### [Set task]
Count the lines below that contain the word "wood", and reply with only that number.

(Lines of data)
+ + + +

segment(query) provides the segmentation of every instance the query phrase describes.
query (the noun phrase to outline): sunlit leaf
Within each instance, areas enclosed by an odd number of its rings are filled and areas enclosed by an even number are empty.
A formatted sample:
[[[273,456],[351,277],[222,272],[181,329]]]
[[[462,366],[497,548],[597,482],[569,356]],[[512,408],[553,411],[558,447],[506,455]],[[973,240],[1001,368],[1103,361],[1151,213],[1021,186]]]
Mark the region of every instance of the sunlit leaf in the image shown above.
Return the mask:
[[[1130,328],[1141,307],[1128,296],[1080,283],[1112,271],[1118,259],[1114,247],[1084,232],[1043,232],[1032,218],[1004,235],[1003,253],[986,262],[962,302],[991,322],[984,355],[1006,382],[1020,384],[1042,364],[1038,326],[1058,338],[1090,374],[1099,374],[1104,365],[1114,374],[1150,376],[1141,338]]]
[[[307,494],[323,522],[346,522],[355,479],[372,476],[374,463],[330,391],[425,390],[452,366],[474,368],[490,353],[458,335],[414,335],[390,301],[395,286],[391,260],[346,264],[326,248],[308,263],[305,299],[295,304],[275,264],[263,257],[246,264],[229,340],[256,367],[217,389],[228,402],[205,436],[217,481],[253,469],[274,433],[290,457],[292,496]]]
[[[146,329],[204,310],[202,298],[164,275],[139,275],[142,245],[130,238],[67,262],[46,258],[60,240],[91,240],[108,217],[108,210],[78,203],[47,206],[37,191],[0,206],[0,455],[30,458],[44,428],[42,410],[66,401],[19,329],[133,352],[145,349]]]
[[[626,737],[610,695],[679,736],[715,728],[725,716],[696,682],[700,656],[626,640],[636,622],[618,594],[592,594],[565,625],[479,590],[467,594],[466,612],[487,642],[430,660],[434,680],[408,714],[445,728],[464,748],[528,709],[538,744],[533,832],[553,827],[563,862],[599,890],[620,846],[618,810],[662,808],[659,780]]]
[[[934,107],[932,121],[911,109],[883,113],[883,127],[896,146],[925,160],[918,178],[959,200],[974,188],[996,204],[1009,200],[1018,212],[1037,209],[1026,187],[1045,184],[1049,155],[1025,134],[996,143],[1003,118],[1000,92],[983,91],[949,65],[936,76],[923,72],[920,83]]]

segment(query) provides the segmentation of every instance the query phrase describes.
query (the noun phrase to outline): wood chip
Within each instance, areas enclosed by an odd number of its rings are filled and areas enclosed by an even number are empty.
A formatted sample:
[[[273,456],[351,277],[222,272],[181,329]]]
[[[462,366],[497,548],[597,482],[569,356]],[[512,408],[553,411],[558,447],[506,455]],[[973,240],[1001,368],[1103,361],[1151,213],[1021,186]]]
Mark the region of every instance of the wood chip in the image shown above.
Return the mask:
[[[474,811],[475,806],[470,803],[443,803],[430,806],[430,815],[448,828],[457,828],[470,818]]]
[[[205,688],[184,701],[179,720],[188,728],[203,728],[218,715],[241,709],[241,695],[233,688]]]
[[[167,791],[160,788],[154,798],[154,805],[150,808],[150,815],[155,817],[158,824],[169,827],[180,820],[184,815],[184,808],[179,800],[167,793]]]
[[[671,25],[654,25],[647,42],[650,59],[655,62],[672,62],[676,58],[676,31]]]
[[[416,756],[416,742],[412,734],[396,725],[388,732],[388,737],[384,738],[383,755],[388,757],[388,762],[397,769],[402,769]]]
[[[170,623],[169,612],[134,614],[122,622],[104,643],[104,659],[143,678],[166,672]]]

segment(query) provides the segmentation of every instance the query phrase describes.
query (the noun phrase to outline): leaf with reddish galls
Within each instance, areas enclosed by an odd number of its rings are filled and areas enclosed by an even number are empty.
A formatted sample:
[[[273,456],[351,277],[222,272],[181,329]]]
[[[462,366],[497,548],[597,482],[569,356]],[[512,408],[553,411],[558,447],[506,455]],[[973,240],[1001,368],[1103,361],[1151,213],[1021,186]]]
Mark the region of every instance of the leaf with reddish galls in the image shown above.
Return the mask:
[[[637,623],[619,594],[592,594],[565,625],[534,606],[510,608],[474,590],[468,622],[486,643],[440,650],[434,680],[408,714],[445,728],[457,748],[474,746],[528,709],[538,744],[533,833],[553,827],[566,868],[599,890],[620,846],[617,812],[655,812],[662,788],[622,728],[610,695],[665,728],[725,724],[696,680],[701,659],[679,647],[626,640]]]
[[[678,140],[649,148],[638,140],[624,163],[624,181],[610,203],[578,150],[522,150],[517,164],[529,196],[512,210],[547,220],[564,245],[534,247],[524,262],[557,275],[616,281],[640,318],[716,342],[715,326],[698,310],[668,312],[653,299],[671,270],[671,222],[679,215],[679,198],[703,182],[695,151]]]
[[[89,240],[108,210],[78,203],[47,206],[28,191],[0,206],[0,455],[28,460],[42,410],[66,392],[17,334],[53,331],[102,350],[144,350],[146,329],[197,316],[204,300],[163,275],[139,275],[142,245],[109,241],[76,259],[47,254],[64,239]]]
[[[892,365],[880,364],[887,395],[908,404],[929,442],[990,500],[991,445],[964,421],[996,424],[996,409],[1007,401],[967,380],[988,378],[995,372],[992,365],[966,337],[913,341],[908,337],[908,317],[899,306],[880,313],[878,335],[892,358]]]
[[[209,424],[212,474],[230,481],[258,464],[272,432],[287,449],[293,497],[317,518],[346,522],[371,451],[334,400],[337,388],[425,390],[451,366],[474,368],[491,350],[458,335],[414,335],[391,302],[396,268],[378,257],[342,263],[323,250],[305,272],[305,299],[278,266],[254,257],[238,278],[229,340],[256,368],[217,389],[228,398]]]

+ + + +

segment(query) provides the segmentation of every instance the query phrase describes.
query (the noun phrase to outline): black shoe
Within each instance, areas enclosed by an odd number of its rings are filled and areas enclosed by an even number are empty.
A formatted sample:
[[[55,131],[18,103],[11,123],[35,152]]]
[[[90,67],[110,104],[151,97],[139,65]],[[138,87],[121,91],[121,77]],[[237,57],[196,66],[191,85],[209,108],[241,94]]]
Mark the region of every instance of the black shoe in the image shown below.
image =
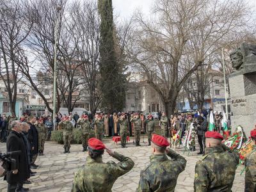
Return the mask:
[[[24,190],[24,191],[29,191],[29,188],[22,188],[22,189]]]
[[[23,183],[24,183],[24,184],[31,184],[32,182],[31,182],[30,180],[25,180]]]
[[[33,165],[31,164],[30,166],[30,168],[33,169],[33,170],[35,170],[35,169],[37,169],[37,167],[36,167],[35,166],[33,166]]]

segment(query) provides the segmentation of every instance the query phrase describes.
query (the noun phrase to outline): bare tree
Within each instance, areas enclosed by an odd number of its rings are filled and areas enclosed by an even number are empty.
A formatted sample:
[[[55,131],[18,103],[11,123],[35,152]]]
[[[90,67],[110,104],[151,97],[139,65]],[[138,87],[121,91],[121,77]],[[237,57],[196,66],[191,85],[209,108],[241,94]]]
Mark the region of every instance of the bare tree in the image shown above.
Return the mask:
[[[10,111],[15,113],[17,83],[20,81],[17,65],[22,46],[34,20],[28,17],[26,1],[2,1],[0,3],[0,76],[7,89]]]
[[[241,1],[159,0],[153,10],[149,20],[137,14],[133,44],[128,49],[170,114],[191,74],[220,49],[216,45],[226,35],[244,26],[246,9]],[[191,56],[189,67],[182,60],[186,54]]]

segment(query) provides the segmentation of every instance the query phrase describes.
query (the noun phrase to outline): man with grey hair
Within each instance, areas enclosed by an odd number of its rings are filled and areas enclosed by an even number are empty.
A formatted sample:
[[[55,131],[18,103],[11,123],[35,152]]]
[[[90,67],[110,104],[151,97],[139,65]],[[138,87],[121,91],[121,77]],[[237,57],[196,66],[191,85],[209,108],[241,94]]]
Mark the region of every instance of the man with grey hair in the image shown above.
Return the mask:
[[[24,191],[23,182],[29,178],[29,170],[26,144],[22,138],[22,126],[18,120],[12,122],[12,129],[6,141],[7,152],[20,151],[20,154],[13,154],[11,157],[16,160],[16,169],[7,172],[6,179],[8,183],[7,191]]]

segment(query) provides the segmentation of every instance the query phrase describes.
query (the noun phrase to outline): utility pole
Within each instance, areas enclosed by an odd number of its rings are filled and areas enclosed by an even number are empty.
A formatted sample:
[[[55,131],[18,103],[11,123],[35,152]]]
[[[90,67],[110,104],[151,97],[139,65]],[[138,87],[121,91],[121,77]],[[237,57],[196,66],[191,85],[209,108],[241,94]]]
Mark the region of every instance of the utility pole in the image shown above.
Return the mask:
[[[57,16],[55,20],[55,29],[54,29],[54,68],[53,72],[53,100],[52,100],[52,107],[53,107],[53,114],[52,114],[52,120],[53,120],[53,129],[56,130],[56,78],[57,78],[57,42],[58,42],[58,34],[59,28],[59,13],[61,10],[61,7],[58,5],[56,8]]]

+ + + +

### [Solution below]
2